Tegenwoordig is naturalisatie op Aruba moeilijk door de strenge eisen waaraan men moet voldoen. En vooral door de regel dat verblijf- of werkvergunningen voor maximaal drie jaar worden verstrekt, terwijl de naturalisatieaanvraag meestal langer duurt. En na drie jaar moet je resoluut het eiland af. Omdat Bonaire een sterke economische groei doormaakt en er een tekort is aan vaklui, is het voor Surinamers nu gemakkelijker om daar een werkvergunning te krijgen. Eenmaal toegelaten, kan men zich op Bonaire door minder strenge regels sneller laten naturaliseren.

═══

__Te doen__
- a) Druk uit de tekst over naturalisatie op Aruba en Bonaire het stuk tussen "Tegenwoordig is naturalisatie" en "sneller laten naturaliseren." letterlijk af, met beide grenzen inbegrepen.
- b) Leg in één tot drie zinnen uit waarom het volgens de tekst over naturalisatie voor Surinamers nu gemakkelijker is om op Bonaire een werkvergunning te krijgen.
- c) Schrijf het vervolg van de tekst over naturalisatie op Aruba en Bonaire, aansluitend op de laatste zin.

__Gegeven rijen__

═══

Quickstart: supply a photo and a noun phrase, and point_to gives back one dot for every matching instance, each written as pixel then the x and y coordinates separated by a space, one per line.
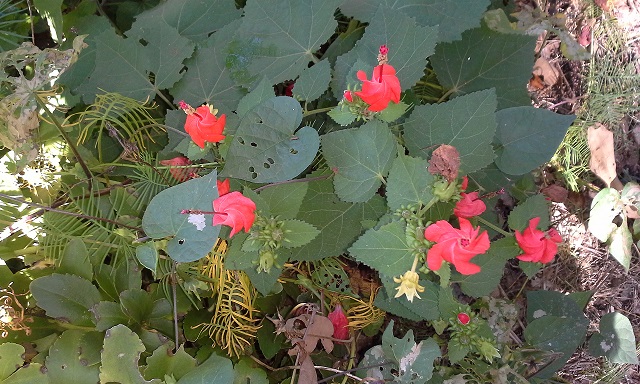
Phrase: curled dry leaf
pixel 445 161
pixel 603 162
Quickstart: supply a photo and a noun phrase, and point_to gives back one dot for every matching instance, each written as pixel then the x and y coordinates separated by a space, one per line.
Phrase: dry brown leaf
pixel 603 162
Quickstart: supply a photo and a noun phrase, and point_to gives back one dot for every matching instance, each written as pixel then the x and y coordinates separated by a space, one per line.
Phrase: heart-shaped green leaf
pixel 193 235
pixel 267 148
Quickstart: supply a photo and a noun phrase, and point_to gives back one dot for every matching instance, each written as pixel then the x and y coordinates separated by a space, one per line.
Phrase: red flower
pixel 202 125
pixel 538 246
pixel 223 187
pixel 340 323
pixel 469 206
pixel 234 210
pixel 180 174
pixel 457 246
pixel 383 87
pixel 463 318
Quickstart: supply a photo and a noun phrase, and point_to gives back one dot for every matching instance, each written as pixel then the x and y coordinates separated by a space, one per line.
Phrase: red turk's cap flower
pixel 202 125
pixel 180 174
pixel 383 87
pixel 538 246
pixel 456 246
pixel 223 187
pixel 340 323
pixel 234 210
pixel 463 318
pixel 469 206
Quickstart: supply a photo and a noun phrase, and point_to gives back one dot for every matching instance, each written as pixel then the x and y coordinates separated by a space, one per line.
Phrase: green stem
pixel 494 227
pixel 66 137
pixel 315 111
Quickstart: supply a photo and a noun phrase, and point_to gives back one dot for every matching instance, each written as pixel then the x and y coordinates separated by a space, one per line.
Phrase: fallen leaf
pixel 603 162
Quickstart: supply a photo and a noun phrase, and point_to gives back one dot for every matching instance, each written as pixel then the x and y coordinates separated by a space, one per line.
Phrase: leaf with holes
pixel 452 16
pixel 527 137
pixel 278 38
pixel 361 157
pixel 486 59
pixel 191 238
pixel 268 147
pixel 467 122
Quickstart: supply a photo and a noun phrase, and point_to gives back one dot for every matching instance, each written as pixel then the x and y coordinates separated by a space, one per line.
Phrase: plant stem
pixel 66 138
pixel 315 111
pixel 494 227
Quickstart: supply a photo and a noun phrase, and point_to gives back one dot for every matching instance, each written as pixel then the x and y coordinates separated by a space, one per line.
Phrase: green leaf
pixel 11 359
pixel 620 244
pixel 313 81
pixel 215 369
pixel 147 255
pixel 58 295
pixel 162 218
pixel 68 361
pixel 362 157
pixel 492 266
pixel 120 354
pixel 606 206
pixel 616 340
pixel 528 137
pixel 164 362
pixel 108 314
pixel 285 200
pixel 486 59
pixel 415 361
pixel 298 233
pixel 261 93
pixel 51 10
pixel 452 16
pixel 409 46
pixel 267 148
pixel 288 33
pixel 246 372
pixel 409 182
pixel 467 122
pixel 208 80
pixel 535 206
pixel 194 20
pixel 75 260
pixel 384 249
pixel 124 65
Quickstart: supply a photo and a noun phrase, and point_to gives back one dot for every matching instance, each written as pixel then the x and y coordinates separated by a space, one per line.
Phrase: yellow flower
pixel 408 285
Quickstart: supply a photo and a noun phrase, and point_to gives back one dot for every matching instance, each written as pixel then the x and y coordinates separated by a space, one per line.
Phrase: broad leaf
pixel 207 79
pixel 384 249
pixel 452 16
pixel 191 241
pixel 165 362
pixel 313 81
pixel 409 45
pixel 339 223
pixel 268 146
pixel 528 137
pixel 215 369
pixel 68 360
pixel 278 38
pixel 492 266
pixel 486 59
pixel 58 295
pixel 467 122
pixel 192 19
pixel 616 340
pixel 120 355
pixel 361 158
pixel 534 206
pixel 409 182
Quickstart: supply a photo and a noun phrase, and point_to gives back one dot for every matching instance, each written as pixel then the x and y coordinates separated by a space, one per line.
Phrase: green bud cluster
pixel 267 233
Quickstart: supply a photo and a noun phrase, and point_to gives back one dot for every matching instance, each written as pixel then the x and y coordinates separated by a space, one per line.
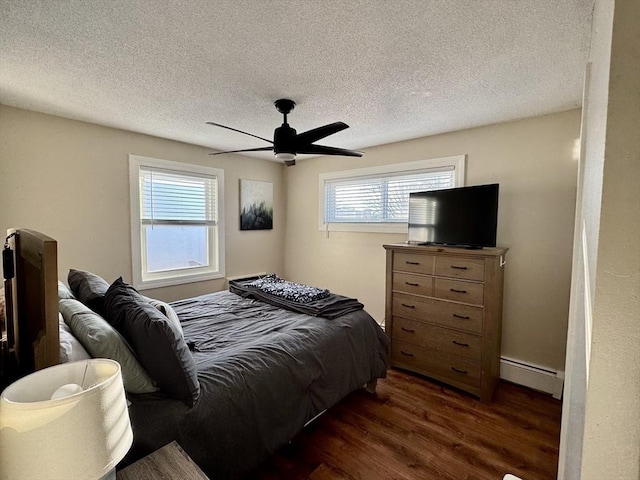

═══

__Geschreven antwoorden__
- a)
Tegenwoordig is naturalisatie op Aruba moeilijk door de strenge eisen waaraan men moet voldoen. En vooral door de regel dat verblijf- of werkvergunningen voor maximaal drie jaar worden verstrekt, terwijl de naturalisatieaanvraag meestal langer duurt. En na drie jaar moet je resoluut het eiland af. Omdat Bonaire een sterke economische groei doormaakt en er een tekort is aan vaklui, is het voor Surinamers nu gemakkelijker om daar een werkvergunning te krijgen. Eenmaal toegelaten, kan men zich op Bonaire door minder strenge regels sneller laten naturaliseren.

- b) Bonaire maakt een sterke economische groei door en er is een tekort aan vaklui. Daardoor is het voor Surinamers nu gemakkelijker om daar een werkvergunning te krijgen.

- c)
Vanaf de jaren veertig van de vorige eeuw was op Aruba een bloeiend verenigingsleven van Surinamers, als Rijks- en lotgenoten in de koloniale verhoudingen. Er was een eigen sociëteitsgebouw, Club Suriname, nu vervallen tot een ruïne waar niemand zich verder om bekommert. Club Suriname hield zich in het begin bezig met dansavonden, toneel en had een casino, weliswaar illegaal, maar heel bekend onder Surinamers. Dit alles in de tweede stad van Aruba, San Nicolaas, waar veel Surinamers woonden. Later werd er gevoetbald, meer recreatief, want dat voetballen was nooit een doel op zich; het ging meer om sociale contacten, om de gezelligheid dus. In de zeventiger jaren woonden voldoende Surinamers in Oranjestad, de hoofdstad van het eiland, waardoor ook daar allerlei sociaal-culturele activiteiten werden ondernomen.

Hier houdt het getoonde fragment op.